EZG reviews the Swordmaster



This pdf is 23 pages long, 1 page front cover, 1 page editorial, 1/2 empty page, 1 page SRD, leaving us with 19 1/2 pages of content, so let’s take a look!


Dex-based combatants have always been popular in style, but it is a fact that in d20, the fencing/duelist/swashbuckling characters often felt a bit off. Dervish Dance might be powerful, but it is limited in both fluff and execution and does not manage to offset the investment when compared to a similar str-based build. The Swordmaster seeks to remedy that by providing a dex-based front-line fighter. Does it succeed?


Mechanically, the class comes with d8, 2+Int skills per level, proficiency with all simple and martial swords and the quarterstaff as well as light armors, but not shields, full BAB, good fort- and ref-saves and two values – the intelligent value and the magic value, with the former beginning at 500 GP at second level and going up to 42K GP and the latter starting at 2000 GP at third level and going up to 200K GP at 20th level. These values are crucial, since swordmasters use a partnered blade. They start play with a masterwork sword of their choosing that gains sentience. While usually in line with the swordmaster, it may up to 3 rounds subvert actions of the swordmaster (and vice versa). Changing partnered blades results in 2 negative levels that cannot be cured (but also don’t kill the swordmaster).  As soon as it becomes intelligent, the blade also gains enhancements to mental attributes whenever its magical “plus X bonus” is enhanced. The blade also gets an ability akin to Rite Publishing’s enhancement of the bladebound archetype, to have the blade devour magic from items it destroys- the second value I mentioned before reflects the blade’s capacity to store this power and translate it into enchantments. Also rather interesting is the fact that the swordmaster may, starting at 5th level, treat all swords as intelligent items (There’s a hidden darkness in this blade…).

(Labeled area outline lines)
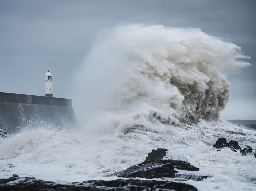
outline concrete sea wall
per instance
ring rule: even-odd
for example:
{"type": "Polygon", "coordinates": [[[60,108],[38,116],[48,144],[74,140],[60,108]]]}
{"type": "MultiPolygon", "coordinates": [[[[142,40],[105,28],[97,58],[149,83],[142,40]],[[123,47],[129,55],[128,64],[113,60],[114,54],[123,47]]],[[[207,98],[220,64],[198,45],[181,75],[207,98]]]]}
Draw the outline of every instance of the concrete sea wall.
{"type": "Polygon", "coordinates": [[[9,134],[26,128],[77,125],[72,99],[0,92],[0,129],[9,134]]]}

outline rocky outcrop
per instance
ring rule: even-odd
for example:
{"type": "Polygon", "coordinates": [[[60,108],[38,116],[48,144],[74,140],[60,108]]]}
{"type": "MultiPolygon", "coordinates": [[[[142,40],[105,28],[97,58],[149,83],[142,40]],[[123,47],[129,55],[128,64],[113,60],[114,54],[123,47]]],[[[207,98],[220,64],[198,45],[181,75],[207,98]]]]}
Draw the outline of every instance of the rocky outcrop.
{"type": "Polygon", "coordinates": [[[191,185],[165,181],[128,179],[109,181],[90,180],[82,183],[62,184],[37,180],[33,177],[19,177],[17,175],[14,175],[13,177],[9,178],[0,179],[0,190],[1,191],[196,191],[197,189],[191,185]]]}
{"type": "Polygon", "coordinates": [[[153,149],[151,152],[148,153],[148,156],[146,157],[145,161],[149,160],[159,160],[162,159],[163,158],[166,156],[166,149],[158,148],[156,150],[153,149]]]}
{"type": "Polygon", "coordinates": [[[145,178],[174,178],[176,177],[175,173],[178,172],[174,170],[175,168],[191,171],[199,170],[199,168],[193,166],[189,163],[182,161],[171,159],[150,160],[108,176],[116,176],[119,177],[145,178]]]}
{"type": "Polygon", "coordinates": [[[166,156],[166,149],[153,149],[148,154],[145,161],[127,169],[108,175],[107,176],[116,176],[123,178],[145,178],[181,177],[187,179],[194,179],[200,181],[209,177],[208,176],[198,176],[194,178],[194,175],[178,173],[177,170],[188,171],[199,170],[199,168],[192,166],[189,163],[172,159],[162,159],[166,156]]]}
{"type": "MultiPolygon", "coordinates": [[[[239,146],[238,141],[236,141],[230,140],[229,142],[227,142],[227,140],[225,138],[219,138],[215,143],[213,144],[213,148],[217,149],[222,149],[224,147],[228,147],[232,151],[234,152],[239,151],[242,156],[246,155],[248,153],[253,152],[253,149],[249,146],[247,146],[246,148],[242,149],[239,146]]],[[[220,151],[220,150],[217,150],[220,151]]],[[[254,156],[256,158],[256,152],[254,154],[254,156]]]]}

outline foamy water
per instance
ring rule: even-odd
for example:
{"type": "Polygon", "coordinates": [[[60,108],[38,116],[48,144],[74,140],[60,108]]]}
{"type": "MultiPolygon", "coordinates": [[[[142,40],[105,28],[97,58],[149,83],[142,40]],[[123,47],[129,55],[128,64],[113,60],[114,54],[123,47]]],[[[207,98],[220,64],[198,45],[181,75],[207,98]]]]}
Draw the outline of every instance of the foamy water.
{"type": "Polygon", "coordinates": [[[253,153],[212,148],[220,137],[256,148],[255,131],[218,119],[228,100],[225,75],[249,65],[237,60],[248,58],[240,50],[196,29],[134,24],[105,30],[77,79],[74,103],[82,128],[33,127],[0,141],[0,178],[115,178],[105,176],[161,148],[167,158],[200,169],[194,173],[212,176],[186,182],[200,190],[255,189],[253,153]]]}

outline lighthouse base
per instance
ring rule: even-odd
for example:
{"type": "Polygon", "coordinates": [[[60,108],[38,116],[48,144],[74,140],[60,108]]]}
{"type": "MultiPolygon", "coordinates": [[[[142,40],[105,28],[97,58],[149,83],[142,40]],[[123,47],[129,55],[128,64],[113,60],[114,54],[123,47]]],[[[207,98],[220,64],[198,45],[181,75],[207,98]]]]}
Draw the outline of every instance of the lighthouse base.
{"type": "Polygon", "coordinates": [[[53,97],[53,94],[45,94],[45,97],[53,97]]]}

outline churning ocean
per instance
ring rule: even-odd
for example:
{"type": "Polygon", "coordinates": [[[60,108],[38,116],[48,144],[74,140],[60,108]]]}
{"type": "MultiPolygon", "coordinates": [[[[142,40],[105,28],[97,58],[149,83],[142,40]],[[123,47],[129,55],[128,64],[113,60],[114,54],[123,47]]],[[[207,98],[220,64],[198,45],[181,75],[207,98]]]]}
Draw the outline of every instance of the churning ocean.
{"type": "Polygon", "coordinates": [[[222,137],[256,148],[255,130],[219,119],[226,75],[249,65],[241,48],[199,29],[161,25],[120,25],[98,36],[77,79],[81,126],[31,127],[1,140],[0,178],[115,179],[106,176],[165,148],[166,158],[211,176],[185,182],[199,190],[256,189],[255,151],[242,156],[213,148],[222,137]]]}

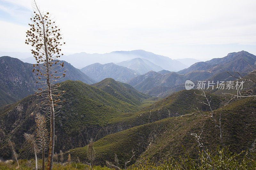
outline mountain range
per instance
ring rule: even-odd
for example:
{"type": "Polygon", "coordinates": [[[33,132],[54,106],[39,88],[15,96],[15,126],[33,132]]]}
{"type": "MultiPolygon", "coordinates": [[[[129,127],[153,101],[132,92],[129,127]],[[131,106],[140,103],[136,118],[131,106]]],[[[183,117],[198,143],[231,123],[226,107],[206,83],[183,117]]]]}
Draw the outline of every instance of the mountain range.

> **WHAT YOU WILL DO**
A) Answer these from the Swordmaster review:
(i) How many pages of content does the pdf have?
(ii) What hit die does the class use?
(iii) What happens to a swordmaster who changes partnered blades?
B) Continue the Swordmaster review from the point where it stops.

> **OUTPUTS BY TASK**
A)
(i) 19 1/2 pages
(ii) d8
(iii) The swordmaster gains 2 negative levels that cannot be cured, though they don't kill the swordmaster.

B)
If d8 and the minimalist list of proficiencies were not ample clue for you, swordmasters also start the game with two abilities that are designed to keep them viable on the frontlines, both tied to wearing light or no armor and no shields and only a single sword (sorry, no two-weapon fighting). Tactful Deflections allow the swordmaster to add +1 to AC per swordmaster level as a deflection bonus, up to a maximum of his Int-modifier. This bonus does not work when flatfooted or stack with the duelist’s canny defense, though. Tactful strikes allow the swordmaster to use his dex-modifier instead of his str-modifier on attack rolls with swords. Instead, the class may not add their str-modifier to weapon damage, though if they incur a str-penalty, half of that is applied to attack rolls. It’s an interesting choice to not have dex apply to damage as well – at least to regular attacks. Sword Arts deal additional damage equal to dex-mod or in the case of a 2-handed sword, 1 1/2 times dex-mod  and may not apply str-mod/power attack bonuses to their sword arts damage.


The true meat of the swordmaster-class, though, would be his sword arts. At first level, they start with three of these special attacks and every level after that, they learn a new sword art (or advanced sword art starting level 8). Sword Arts require different actions, from none to a full round and some, though not all, require a trigger to be set off and/or a performance on your part, i.e. for example a 5-foot step, an attack with a -2 penalty etc. Many of these sword arts also have a window, that is upon meeting the performance criteria, they have to be used in a specific window of time. Now the sword arts per se are interesting – they are grouped in three different categories:


Openers, Sequiturs and Finishers. Unless otherwise noted, to perform a sequitur, the character must have successfully hit the opponent to be targeted with an opener, and to perform a finisher, he has to follow up on a sequitur. To give you an example, let’s take a look at the initial three sword arts every swordmaster starts with: The opener allows as a move action to feint a creature within reach that can see you. This opens a window for you until the end of your next turn to follow up with a sequitur that is an attack versus the feinted opponent and deals the sword art’s damage (i.e. with the dex-modifier). Succeeding at the sequitur allows the swordmaster to have another window until the end of his next turn and follow up with a finisher as a full-round action that is resolved as an attack that deals double the sword art’s regular damage.  Attentive readers may glean where this is headed – openers are usually weaker than regular attacks, sequiturs are usually on par with them and finishers are more powerful than regular attacks to offset the requirement of setting them up via two attacks.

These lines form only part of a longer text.